>> Start Information given

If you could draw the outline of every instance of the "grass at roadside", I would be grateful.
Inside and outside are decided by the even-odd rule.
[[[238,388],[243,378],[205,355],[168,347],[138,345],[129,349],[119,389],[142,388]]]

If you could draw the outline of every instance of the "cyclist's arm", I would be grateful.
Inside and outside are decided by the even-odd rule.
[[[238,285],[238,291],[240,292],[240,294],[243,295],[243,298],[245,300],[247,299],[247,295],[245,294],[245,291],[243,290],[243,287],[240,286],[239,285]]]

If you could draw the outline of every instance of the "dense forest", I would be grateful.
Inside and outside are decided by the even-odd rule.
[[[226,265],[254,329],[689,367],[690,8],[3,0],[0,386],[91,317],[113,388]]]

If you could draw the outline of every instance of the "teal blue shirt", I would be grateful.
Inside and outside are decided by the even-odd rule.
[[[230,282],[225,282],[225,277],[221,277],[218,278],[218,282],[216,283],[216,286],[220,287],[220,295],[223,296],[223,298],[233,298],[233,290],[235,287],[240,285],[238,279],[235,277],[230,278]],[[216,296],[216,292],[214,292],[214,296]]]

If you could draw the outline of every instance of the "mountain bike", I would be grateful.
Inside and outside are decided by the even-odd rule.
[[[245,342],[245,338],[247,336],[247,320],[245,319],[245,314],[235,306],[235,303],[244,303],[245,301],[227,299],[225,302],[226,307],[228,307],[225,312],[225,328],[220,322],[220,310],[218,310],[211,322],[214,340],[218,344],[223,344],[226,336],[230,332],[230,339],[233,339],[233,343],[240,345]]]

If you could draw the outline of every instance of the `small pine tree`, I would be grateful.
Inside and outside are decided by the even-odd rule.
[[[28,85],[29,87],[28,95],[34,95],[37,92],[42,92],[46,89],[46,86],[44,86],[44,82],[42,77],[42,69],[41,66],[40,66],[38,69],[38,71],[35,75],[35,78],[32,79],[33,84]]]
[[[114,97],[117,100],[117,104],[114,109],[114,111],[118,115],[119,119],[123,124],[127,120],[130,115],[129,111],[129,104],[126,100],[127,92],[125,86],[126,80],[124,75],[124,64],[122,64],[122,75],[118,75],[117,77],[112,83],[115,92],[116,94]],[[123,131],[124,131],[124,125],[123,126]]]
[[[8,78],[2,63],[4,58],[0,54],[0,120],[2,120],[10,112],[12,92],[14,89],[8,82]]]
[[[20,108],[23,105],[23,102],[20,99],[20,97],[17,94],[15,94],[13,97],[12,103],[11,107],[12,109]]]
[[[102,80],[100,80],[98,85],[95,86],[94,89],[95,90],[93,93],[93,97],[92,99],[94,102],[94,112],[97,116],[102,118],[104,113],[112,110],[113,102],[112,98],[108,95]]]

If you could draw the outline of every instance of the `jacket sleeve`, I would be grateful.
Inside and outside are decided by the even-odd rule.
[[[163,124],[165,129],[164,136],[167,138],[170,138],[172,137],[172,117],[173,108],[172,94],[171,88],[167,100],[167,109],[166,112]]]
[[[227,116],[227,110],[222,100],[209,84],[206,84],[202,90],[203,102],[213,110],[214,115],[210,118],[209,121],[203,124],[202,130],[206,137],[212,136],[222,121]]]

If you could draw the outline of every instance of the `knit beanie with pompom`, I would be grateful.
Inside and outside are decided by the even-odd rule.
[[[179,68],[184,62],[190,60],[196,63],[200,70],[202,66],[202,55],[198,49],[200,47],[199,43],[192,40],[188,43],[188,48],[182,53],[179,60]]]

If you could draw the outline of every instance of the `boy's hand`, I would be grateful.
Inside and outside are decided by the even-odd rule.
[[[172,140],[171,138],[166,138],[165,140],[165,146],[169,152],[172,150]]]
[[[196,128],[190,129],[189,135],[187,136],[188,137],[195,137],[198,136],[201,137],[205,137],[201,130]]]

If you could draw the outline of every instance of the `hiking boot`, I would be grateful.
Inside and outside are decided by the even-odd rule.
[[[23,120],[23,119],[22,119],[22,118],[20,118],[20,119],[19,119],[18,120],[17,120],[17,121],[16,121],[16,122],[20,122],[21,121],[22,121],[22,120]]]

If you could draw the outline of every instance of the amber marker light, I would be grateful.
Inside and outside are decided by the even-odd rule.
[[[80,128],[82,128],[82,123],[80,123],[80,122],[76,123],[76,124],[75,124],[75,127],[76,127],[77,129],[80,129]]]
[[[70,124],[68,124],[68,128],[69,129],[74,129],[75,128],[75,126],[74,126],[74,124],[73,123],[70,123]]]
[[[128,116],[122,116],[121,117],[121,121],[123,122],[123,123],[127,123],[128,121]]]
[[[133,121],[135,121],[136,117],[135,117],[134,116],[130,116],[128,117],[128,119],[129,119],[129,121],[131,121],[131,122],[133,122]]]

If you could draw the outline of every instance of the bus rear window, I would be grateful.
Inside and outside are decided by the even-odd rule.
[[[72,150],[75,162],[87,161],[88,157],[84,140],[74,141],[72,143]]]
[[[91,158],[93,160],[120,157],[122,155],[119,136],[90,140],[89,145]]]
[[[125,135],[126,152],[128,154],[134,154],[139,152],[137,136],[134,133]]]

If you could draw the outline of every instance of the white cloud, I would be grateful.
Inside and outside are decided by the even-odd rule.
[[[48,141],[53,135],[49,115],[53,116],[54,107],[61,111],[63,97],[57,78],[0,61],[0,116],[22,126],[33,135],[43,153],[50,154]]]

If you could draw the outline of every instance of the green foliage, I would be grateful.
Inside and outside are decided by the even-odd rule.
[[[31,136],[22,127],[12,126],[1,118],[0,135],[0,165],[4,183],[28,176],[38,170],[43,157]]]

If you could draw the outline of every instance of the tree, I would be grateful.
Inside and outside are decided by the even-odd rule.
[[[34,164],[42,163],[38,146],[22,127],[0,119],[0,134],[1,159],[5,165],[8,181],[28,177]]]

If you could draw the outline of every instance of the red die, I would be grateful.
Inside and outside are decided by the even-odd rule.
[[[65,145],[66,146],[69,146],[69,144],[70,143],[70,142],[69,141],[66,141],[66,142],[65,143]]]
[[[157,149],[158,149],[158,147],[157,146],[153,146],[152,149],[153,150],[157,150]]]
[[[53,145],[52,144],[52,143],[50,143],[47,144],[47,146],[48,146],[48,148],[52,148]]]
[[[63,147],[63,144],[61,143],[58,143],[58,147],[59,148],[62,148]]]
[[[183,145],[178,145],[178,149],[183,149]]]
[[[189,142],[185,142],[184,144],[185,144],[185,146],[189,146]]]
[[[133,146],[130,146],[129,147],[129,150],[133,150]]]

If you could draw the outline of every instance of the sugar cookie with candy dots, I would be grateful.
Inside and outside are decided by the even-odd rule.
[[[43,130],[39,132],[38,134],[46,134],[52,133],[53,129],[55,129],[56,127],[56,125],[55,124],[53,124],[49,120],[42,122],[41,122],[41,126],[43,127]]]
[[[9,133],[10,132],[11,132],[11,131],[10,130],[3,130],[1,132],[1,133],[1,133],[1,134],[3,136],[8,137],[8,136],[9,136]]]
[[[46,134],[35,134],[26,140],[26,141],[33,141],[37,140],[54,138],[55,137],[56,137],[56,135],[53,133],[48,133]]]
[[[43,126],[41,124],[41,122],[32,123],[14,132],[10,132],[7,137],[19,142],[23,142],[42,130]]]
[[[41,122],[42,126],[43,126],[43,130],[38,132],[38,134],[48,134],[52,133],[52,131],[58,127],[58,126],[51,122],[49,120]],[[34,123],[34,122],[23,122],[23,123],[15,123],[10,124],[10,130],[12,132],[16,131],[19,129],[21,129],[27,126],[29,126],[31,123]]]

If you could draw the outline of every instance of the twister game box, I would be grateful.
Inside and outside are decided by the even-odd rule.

>> End Information given

▶ **Your objective**: Display each line from the rows above that contains the string "with".

▶ **Result for this exercise**:
If you could draw the outline of every instance of the `knit beanie with pompom`, I would be grateful.
If you could draw the outline of every instance of the sugar cookie with candy dots, I would be grateful.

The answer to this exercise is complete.